[[ Source data, beginning ]]
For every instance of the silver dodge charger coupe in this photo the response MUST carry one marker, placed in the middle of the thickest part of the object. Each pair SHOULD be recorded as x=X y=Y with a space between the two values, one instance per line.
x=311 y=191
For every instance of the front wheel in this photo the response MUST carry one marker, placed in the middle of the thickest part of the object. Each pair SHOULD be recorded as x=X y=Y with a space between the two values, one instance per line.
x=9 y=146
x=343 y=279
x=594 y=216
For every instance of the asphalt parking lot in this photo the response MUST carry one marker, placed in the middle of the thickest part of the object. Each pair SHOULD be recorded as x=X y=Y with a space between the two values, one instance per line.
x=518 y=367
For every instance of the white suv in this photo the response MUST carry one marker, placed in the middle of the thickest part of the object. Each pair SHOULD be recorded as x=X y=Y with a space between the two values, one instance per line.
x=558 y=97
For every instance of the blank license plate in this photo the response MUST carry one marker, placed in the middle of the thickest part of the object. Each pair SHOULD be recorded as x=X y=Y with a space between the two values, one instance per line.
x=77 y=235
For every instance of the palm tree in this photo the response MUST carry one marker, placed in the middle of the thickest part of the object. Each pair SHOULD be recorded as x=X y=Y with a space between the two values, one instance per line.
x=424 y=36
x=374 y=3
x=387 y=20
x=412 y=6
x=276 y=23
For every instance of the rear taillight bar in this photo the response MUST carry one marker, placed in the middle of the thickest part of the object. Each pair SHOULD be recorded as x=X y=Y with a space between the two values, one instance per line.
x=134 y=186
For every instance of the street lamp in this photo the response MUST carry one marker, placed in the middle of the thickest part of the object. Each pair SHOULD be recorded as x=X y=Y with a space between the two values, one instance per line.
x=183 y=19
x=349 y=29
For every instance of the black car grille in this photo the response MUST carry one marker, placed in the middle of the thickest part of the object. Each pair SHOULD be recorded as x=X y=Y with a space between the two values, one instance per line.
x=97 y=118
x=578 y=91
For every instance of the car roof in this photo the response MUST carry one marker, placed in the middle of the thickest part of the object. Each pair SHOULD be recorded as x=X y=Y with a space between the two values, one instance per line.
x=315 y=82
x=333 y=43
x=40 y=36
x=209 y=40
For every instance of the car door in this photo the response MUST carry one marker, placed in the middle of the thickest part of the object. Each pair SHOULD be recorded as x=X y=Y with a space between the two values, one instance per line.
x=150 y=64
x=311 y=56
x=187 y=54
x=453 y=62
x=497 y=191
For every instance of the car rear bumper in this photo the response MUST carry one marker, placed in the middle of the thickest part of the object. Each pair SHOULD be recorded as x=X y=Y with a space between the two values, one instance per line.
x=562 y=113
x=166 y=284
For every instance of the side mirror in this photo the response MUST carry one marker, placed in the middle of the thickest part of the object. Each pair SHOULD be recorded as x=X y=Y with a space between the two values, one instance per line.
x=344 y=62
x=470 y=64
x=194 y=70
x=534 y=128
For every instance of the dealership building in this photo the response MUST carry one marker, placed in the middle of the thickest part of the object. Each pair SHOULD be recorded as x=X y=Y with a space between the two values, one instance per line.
[[ Source data, end ]]
Exercise prompt. Output the data once more, exactly as it appears above.

Result below.
For every instance of the silver dodge charger coupe in this photo the response MUST carry one marker, placed in the middle of the thickest part of the object. Each pair SHOULD be recorded as x=X y=Y with a space between the two values, one instance per line.
x=311 y=191
For every instance of the front wheel in this photo the response MUST carry one marker, placed in the middle of the thickest part of the object. Each pair SHOULD be recorded as x=X y=Y with a space between the two values, one instance per line.
x=9 y=146
x=343 y=279
x=594 y=216
For every instance of the asphalt parking lot in this photo the response MUST carry one marker, placed in the middle of the thickest part of the object. Each pair SHOULD be recorded as x=X y=Y with a space between the two values, one instance per line.
x=518 y=367
For every instance of the white suv in this photo the response MUST carry one marker, placed in the middle of the thickest part of the object. Each pair SHOULD be recorded as x=X y=Y with a space between the two values, one instance per line.
x=558 y=97
For every instance of the blank license plate in this photo the response MUST carry one marker, placed in the middle of the thickest part of the object. Each pair SHOULD be recorded as x=X y=Y with a space between the two values, one instance per line.
x=77 y=235
For every instance of the palm tree in this photo the response MUST carry one marker, placed in the middle of the thickest part of the object. Each pair SHOULD be recorded as x=X y=Y with a space between the two values, one instance per line.
x=424 y=36
x=374 y=3
x=387 y=20
x=412 y=6
x=276 y=23
For every instance of the rear taillight bar in this photo the response MUST carry one marker, placed in the middle of the thickest part of the object. Each pair SHOULD be recorded as x=X y=Y with a space between the two values, one instance per line.
x=134 y=186
For every instance of the street lamp in this photo the response MUST carry one marker, placed in the middle of the thickest part of the object. Each pair SHOULD be recorded as x=X y=Y with a space between the two values, one instance per line.
x=183 y=19
x=349 y=29
For every instance of the black car grille in this photo the response MUST carry one marker, placed in the middle of the thickest part of the object. Each pair SHOULD be recorded as x=X y=Y with a space between the two values, one instance per line.
x=97 y=118
x=578 y=91
For every instance of the car roof in this photo the response MUST carry one marker, placed in the middle of the thickest part of the object. Each pair SHOULD be recorded as x=X y=Y with a space between the two values, one instance per line.
x=315 y=82
x=333 y=43
x=40 y=36
x=209 y=40
For every instance of the car door in this photo the response MUST carry one marker, placed in the middle of the thickest part of the object. Each pair SHOULD be recorded as x=X y=Y with a space between the two values, one instance per line.
x=150 y=64
x=311 y=56
x=187 y=54
x=453 y=62
x=497 y=191
For every instance of the car rear bumper in this photo the response MUST carry one marker, placed in the middle of the thickest part of the object. Each pair SHOULD be recorded as x=X y=Y with a space between the two values, one instance per line.
x=562 y=113
x=166 y=284
For every instance of the side mirror in this photo the response MUST carry one marker, placed in the middle of the thickest part of the object. Each pair SHOULD be recorded as x=X y=Y with a space between the two values, one instance per line.
x=344 y=62
x=470 y=64
x=194 y=70
x=534 y=128
For every instance of the dealership building in this photo the response MUST carry one marker, placed in the middle of the thickest part of the object. Each pair SHOULD be recorded as x=X y=Y with a space between the two values, one instance per line.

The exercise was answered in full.